→ **EXERCISE INSTRUCTIONS**
Resume the robot personality test procedure text after its final sentence, carrying it forward in the same style.

→ **TEXT SEGMENT**
The proposed test procedure is based on the ‘robots-imitating-humans’ approach [35,36,37] and existing statistical tools. The resources required are:

Fungible units of the type of robot to test;
Human archetypes who can serve as desirable examples for the type of robot in performing the tasks it is designed for;
Tools to capture the example behaviour as data;
Methods to enable the robot to imitate the example behaviour;
Actors that act as users;
The user group the robots are going to work for.

The procedure has four phases, as illustrated in Figure 1 (where the arrows mark dependencies; the capsule is the starting point; the rectangles are processes; the cylinders are data sets or materials; and the hexagons are the results of processes). It is worth noting that it is unnecessary to perform the entire procedure from the beginning when more orders for the same model of robots for the same usage come from some other user groups; in this case, we can start with user assessment. In the following subsections, we will go through the four phases one by one in detail.

3.1. Phase 1: Recording Archetypal Behaviour

In the first phase, we first recruit some candidate archetypes, and then, in ‘behaviour recording sessions’, we acquire their personality measurements, record their behaviour, and let them report the personalities of the actors acting as users. How behaviour recording sessions should be carried out depends. Generally speaking, it is a simulation of the typical usage of the type of robot to develop, where the candidate archetypes will be examples for the robot personalities. For example, if the type of robot is going to be office errand runners, we hire model (well-received) office workers to simulate an office environment; if it is going to be waiters in a restaurant, we hire model waiters and waitresses and simulate an restaurant; if it is going to be singers on the stage, we simulate a stage with real singers.

3.2. Phase 2: Implementing the Behaviour

In this phase, we produce the stimuli for user assessment in Phase 3. The stimuli can be video recordings of the simulation in Phase 1 or they can be the robot personalities themselves. For the latter, more than one unit of the type of robot may be required. How to produce the stimuli depends. Generally speaking, the robots’ behaviour should be as close to the archetypes’ as possible. First, in ‘screening’, we need to exclude the candidates whose behaviour is beyond the robot’s capabilities or operational parameters. We use only the behavioural data from the selected candidates, who will be the human archetypes. Then, we process the data. How to do this depends. In general, it is turning videos or motion capture data into a form that the robot can imitate. For example, in developing waiter robots, this can be processing a waiter’s gestures and body motion when ushering guests into their seats into joint tracking data. Next, in ‘extracting behaviour’, we further separate the processed data according to the mode (modality) of behaviour we are interested to investigate. For example, for developing waiter robots, we might be more interested in facial expressions and hand gestures than gait as modes of personality expression. Finally, we program the robot with the behaviour to recreate the simulation in Phase 1 as how we produce stimuli for user assessment in Phase 3.

→ **DATA TO EXAMINE**

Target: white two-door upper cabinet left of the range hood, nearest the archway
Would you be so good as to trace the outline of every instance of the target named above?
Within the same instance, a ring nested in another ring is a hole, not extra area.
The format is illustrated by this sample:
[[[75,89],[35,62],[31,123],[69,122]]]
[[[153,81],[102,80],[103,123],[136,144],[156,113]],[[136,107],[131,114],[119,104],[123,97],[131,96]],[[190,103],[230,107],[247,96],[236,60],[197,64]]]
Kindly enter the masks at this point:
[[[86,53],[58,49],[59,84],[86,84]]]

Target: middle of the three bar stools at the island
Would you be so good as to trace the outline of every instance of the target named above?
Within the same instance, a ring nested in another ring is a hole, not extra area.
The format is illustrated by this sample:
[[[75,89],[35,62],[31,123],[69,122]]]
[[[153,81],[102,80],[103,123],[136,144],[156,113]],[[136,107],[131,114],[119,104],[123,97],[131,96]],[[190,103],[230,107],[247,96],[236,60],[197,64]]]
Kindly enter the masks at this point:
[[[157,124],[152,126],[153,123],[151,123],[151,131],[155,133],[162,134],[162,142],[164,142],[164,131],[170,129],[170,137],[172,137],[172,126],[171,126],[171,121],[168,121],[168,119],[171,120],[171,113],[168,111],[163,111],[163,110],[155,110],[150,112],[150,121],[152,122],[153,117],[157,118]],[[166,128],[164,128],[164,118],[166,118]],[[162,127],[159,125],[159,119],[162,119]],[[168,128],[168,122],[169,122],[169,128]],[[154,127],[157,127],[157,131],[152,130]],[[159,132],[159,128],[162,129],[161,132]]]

==

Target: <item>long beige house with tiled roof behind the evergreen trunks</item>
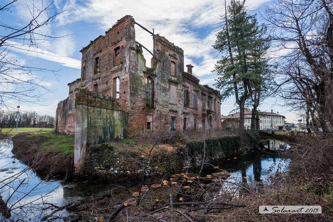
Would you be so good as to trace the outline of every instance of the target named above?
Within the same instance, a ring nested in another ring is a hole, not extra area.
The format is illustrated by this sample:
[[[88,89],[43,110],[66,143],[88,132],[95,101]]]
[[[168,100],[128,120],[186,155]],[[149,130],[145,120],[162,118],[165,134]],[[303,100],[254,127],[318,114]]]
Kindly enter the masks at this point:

→ **ANSWER BOX**
3.3. Phase 3: User Assessment

In Phase 3, we first make preparations for user assessment and then request the users to assess the robot personalities. The users either assess the robot personalities based on video stimuli or by interacting with the robot personalities themselves. For assessment based on video stimuli, we need to prepare only surveys. For assessment based on live interaction, we need to prepare for interactive settings as close to the simulations in Phase 1 as possible. After the surveys or interaction sessions, users also need to report their own personalities.

3.4. Phase 4: Three Tests

In Phase 4, we identify personality dimensions using three tests. We henceforth refer to users also as observers, since the users of the robots are the main observers of the corresponding robot personalities.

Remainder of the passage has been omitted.